Work request: Return the line containing "Crowdworker instructions — please locate every white countertop" and every line after it through the end of the entries below, with no other lines.

(Images for object localization)
···

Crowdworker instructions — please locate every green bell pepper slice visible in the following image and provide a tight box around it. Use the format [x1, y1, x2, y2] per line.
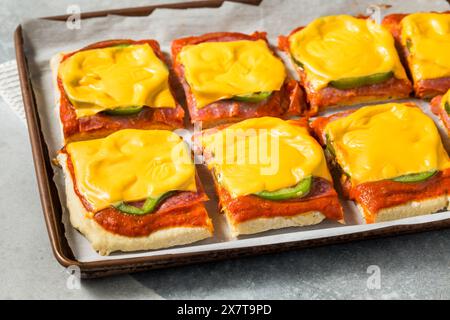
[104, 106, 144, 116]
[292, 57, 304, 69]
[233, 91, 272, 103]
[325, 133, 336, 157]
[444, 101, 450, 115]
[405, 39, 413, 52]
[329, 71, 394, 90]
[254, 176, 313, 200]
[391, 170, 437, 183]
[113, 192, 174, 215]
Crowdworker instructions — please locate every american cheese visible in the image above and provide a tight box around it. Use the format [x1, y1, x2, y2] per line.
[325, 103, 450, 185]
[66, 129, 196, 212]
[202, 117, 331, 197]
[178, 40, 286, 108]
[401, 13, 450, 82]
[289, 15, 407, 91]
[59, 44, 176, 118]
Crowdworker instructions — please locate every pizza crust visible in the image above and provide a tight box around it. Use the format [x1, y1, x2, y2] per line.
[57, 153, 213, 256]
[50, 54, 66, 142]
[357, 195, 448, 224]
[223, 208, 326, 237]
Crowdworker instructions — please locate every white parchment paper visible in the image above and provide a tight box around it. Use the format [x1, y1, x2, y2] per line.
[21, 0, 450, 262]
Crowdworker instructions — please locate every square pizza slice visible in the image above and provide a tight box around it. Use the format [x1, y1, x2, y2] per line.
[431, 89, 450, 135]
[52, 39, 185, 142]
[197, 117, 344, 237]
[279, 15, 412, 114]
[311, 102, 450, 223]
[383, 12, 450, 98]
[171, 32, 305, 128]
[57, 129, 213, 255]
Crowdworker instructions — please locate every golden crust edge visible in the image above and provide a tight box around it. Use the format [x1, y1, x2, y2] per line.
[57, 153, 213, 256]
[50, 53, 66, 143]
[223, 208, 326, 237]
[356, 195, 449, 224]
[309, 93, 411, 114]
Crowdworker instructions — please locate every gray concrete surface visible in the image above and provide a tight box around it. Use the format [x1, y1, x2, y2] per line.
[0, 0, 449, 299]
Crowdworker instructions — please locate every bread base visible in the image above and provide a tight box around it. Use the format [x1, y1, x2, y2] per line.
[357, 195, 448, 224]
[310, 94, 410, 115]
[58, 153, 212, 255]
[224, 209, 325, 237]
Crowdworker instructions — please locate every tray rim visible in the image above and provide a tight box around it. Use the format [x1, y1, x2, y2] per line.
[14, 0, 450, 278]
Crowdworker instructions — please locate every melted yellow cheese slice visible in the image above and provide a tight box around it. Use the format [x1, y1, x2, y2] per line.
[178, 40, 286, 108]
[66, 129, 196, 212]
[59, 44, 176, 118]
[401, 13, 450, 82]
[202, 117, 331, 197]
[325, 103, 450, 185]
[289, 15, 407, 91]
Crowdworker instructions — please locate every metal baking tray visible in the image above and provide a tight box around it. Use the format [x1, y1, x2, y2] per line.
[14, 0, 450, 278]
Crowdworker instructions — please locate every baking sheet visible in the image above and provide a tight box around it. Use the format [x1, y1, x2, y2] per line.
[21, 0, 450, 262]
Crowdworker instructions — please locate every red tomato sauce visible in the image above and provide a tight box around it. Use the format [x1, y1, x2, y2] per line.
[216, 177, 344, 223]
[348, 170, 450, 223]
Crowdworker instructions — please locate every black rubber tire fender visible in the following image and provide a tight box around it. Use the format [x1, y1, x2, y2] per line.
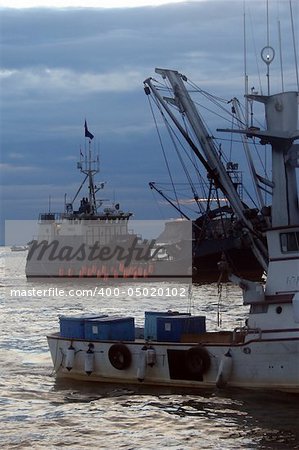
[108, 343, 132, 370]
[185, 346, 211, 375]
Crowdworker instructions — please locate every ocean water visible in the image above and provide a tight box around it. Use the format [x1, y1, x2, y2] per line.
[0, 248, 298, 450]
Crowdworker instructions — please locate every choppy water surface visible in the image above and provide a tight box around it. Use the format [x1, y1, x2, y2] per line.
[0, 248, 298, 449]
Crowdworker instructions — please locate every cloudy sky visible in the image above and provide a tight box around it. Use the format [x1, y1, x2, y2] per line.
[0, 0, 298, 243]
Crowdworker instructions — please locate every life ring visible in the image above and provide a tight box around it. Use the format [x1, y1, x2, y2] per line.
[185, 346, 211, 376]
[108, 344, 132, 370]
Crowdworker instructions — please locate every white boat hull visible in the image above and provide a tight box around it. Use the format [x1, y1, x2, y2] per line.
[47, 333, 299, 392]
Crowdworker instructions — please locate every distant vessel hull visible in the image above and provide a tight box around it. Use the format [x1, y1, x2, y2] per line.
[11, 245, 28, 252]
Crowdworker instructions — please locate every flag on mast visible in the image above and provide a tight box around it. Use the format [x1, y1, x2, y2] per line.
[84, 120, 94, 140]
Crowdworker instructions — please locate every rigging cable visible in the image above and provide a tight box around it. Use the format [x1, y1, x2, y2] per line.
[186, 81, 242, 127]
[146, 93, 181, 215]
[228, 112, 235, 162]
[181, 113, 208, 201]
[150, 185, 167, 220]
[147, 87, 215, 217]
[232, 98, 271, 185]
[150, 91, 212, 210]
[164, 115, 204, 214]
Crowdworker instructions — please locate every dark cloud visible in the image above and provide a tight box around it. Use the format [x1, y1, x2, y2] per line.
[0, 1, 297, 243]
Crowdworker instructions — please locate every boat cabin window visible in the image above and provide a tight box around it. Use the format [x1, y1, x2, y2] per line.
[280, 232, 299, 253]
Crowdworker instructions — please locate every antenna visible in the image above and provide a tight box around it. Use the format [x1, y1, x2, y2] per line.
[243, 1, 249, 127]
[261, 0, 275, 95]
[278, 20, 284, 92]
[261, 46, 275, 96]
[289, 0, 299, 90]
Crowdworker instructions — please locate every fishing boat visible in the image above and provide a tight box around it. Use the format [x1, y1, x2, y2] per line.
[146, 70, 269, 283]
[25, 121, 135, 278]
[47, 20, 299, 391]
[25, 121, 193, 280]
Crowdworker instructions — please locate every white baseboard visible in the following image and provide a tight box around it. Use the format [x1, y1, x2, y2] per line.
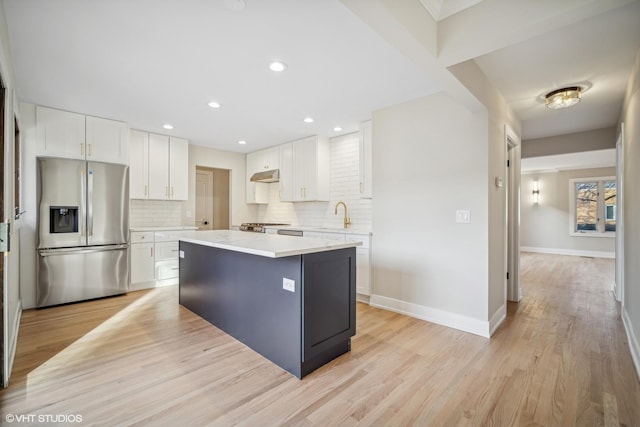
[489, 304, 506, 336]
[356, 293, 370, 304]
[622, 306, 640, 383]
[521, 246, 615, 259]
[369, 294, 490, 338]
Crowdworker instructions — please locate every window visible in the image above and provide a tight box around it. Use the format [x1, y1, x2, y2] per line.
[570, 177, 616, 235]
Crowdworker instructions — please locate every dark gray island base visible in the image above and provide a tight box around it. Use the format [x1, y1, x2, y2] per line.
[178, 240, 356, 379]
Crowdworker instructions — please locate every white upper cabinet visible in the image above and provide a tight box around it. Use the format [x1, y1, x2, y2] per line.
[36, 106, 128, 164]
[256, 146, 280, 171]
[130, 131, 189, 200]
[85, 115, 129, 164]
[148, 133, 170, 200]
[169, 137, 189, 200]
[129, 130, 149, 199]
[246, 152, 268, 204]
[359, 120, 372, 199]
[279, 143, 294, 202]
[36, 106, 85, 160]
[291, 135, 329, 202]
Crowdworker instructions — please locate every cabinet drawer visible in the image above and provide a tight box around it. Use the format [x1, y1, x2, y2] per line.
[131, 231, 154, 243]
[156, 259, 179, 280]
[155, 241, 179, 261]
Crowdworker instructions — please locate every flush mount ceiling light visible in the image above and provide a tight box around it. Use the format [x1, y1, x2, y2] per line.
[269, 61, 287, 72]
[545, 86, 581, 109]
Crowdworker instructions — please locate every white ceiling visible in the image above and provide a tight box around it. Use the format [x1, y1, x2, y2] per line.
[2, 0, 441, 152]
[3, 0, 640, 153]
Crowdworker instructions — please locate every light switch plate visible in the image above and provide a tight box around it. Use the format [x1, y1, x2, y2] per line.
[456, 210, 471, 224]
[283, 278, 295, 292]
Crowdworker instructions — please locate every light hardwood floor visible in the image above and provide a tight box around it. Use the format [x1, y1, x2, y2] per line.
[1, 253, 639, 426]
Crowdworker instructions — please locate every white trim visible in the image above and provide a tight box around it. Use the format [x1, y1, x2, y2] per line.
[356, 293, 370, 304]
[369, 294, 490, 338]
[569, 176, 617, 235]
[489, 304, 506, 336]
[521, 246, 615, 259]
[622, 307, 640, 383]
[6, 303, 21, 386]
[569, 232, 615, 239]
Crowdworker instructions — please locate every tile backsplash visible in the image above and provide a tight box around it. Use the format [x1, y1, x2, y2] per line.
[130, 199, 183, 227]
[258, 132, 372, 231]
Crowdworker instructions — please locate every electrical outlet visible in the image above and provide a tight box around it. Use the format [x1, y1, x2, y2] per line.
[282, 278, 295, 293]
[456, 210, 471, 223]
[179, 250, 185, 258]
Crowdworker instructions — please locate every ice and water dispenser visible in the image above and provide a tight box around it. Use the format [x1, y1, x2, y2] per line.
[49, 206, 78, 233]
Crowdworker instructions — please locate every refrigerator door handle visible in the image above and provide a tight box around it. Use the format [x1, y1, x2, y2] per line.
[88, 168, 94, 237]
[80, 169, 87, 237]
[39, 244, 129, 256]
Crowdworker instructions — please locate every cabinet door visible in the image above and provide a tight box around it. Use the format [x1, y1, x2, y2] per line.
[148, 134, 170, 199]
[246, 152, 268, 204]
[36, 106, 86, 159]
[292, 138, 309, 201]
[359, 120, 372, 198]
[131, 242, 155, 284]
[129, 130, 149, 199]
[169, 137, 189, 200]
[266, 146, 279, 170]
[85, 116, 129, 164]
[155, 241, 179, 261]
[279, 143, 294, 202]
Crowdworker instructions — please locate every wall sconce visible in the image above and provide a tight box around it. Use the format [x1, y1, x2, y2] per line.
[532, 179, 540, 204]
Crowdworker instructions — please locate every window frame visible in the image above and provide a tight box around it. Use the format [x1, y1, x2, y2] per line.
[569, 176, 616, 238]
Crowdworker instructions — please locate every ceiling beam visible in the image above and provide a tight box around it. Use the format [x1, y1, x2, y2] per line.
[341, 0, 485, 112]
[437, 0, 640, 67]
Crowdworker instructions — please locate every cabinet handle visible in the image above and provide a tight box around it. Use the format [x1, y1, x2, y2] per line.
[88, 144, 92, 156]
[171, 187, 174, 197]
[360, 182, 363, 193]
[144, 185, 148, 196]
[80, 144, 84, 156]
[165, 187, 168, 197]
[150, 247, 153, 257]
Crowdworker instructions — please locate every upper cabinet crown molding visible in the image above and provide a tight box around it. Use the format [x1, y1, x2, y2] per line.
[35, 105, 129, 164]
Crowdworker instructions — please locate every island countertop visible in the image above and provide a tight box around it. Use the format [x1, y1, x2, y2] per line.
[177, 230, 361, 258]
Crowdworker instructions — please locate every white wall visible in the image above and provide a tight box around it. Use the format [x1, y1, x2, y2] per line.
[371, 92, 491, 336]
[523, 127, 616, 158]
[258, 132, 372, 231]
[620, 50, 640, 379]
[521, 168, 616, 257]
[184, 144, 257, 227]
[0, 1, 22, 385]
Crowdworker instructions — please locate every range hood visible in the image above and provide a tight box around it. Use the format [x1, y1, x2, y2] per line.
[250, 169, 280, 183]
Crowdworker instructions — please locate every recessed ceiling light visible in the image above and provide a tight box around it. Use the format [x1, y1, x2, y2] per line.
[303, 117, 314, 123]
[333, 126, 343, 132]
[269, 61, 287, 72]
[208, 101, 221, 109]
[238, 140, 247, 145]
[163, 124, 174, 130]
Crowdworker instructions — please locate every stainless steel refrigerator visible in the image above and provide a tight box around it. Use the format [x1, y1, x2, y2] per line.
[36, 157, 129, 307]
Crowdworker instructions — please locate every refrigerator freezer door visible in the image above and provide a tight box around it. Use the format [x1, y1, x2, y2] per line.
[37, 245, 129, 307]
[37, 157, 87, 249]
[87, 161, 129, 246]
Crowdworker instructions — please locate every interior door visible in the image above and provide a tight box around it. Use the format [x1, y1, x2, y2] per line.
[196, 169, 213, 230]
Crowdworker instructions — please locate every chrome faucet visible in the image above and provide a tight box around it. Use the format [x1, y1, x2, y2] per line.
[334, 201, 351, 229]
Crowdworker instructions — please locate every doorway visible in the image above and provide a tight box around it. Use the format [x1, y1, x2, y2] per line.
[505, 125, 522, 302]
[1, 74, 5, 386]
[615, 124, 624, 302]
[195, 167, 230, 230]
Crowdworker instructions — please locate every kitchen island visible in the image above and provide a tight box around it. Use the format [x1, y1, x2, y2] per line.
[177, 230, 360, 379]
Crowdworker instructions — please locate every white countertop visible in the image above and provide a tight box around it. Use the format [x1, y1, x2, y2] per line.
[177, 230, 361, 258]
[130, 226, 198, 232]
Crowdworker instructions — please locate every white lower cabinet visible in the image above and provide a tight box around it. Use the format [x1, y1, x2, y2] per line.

···

Task output:
Crowdworker instructions — please locate every white countertop visible in the image above and provide a tight box around it. Use the format [x1, y1, x2, y2] per line.
[177, 230, 361, 258]
[130, 226, 198, 232]
Crowdworker instructions — please locate every white lower cabinet visible in the image above and provide a tight box around it. Use the format [x1, y1, x2, y2] per line.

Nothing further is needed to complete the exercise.